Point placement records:
--------------------

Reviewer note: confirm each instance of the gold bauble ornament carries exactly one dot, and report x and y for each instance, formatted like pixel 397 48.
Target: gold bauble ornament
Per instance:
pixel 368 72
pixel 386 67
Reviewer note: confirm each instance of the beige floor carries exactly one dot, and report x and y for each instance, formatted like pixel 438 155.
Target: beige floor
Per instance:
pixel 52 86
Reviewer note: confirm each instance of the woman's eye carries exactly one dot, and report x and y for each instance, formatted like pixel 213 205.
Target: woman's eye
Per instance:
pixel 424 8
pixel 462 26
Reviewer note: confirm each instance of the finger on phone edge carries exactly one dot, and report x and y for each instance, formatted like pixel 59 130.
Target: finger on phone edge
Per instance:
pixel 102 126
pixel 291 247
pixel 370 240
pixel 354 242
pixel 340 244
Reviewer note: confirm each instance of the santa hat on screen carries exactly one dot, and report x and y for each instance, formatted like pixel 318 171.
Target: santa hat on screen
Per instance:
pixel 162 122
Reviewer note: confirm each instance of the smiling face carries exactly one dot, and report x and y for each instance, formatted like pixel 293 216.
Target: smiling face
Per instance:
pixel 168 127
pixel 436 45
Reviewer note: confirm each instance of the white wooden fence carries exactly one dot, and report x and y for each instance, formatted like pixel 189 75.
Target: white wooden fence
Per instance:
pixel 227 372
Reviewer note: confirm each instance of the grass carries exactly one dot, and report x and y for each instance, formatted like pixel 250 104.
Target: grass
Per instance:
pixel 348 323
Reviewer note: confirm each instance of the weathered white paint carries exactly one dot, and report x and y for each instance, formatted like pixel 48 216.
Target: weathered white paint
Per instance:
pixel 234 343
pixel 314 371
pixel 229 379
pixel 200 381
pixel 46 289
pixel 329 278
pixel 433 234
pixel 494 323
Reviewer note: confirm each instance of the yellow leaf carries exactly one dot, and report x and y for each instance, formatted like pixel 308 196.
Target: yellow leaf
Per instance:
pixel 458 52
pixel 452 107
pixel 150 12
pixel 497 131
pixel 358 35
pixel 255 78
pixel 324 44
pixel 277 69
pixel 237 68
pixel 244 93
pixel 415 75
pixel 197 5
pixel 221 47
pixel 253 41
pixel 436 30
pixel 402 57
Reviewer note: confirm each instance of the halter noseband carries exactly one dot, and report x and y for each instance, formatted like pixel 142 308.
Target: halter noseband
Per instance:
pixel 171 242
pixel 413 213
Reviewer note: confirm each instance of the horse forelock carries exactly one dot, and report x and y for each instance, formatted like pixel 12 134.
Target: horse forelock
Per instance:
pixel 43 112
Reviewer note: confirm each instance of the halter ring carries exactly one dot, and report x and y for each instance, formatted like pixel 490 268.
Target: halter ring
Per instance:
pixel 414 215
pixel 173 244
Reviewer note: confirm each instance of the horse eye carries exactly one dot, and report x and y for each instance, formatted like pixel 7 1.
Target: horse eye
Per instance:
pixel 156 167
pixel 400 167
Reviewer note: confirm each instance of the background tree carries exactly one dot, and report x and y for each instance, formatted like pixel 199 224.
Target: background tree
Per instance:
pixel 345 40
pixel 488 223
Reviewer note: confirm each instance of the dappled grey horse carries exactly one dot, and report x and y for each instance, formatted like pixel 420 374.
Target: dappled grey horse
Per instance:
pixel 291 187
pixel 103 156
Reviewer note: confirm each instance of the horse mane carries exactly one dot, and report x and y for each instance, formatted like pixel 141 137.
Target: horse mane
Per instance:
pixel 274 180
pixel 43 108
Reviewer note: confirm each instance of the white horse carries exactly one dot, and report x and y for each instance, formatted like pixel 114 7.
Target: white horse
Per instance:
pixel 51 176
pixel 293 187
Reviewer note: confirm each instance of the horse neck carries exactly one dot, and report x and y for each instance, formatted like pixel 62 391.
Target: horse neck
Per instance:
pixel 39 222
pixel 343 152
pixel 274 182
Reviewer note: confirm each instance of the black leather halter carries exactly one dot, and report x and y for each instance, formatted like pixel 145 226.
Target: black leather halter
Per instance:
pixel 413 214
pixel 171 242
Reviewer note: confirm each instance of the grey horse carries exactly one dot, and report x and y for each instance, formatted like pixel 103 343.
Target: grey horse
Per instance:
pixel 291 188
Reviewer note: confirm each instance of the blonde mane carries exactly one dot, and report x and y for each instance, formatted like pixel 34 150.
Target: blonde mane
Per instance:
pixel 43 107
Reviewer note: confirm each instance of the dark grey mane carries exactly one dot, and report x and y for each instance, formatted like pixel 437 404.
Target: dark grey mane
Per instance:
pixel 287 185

--------------------

Stated exercise
Rewrite everything from the start of the data down to the line containing "pixel 494 323", swapping "Target" for "Label" and leaving all else unchanged.

Output
Reviewer note: confirm each instance of the gold bauble ornament carries exactly one dot, and report x and y for each instance, formatted like pixel 397 48.
Label: gold bauble ornament
Per instance:
pixel 368 72
pixel 386 67
Reviewer note: confirm each instance of the beige floor carries exactly one dot, and report x and y for each instance, formatted like pixel 438 155.
Label: beige floor
Per instance:
pixel 52 86
Reviewer note: confirm each instance of the woman's eye carries exactly one dot, and report x and y for each instance, formatted like pixel 213 205.
Label: woman's eye
Per instance:
pixel 424 8
pixel 462 26
Reviewer note: confirm each instance of the finger on phone edge carries exactly one dot, and report x and y for each instance, formatted like pixel 59 130.
Label: finger on phone edge
Per instance:
pixel 102 126
pixel 291 247
pixel 370 240
pixel 354 242
pixel 340 244
Reviewer note: confirm each instance of the santa hat on screen carries exactly one dot, and report x and y for each instance, formatted like pixel 318 171.
Label: santa hat on screen
Per instance:
pixel 162 122
Reviewer note: confirm each instance of the smiling face carries exactly one dot, and report x and y for each instance, formatted like pixel 293 216.
Label: smiling face
Per instance:
pixel 168 127
pixel 436 45
Reviewer note: confirm each instance of the white wooden fence carries exactly one dot, and report x and y for each instance, formatted like pixel 189 75.
Label: white wooden fence
Per instance:
pixel 227 372
Reviewer note: confirm each instance of the grass carries exactly one dot, and report x and y for each instance, formatted like pixel 250 104.
Label: grass
Per instance:
pixel 348 323
Reviewer note: confirm each instance of the weathered white paint carries exactly one dot, and report x and y for each instance, formatted like pixel 48 216.
Label: weathered white paint
Per instance:
pixel 234 343
pixel 314 371
pixel 229 379
pixel 200 381
pixel 46 289
pixel 329 278
pixel 433 234
pixel 494 323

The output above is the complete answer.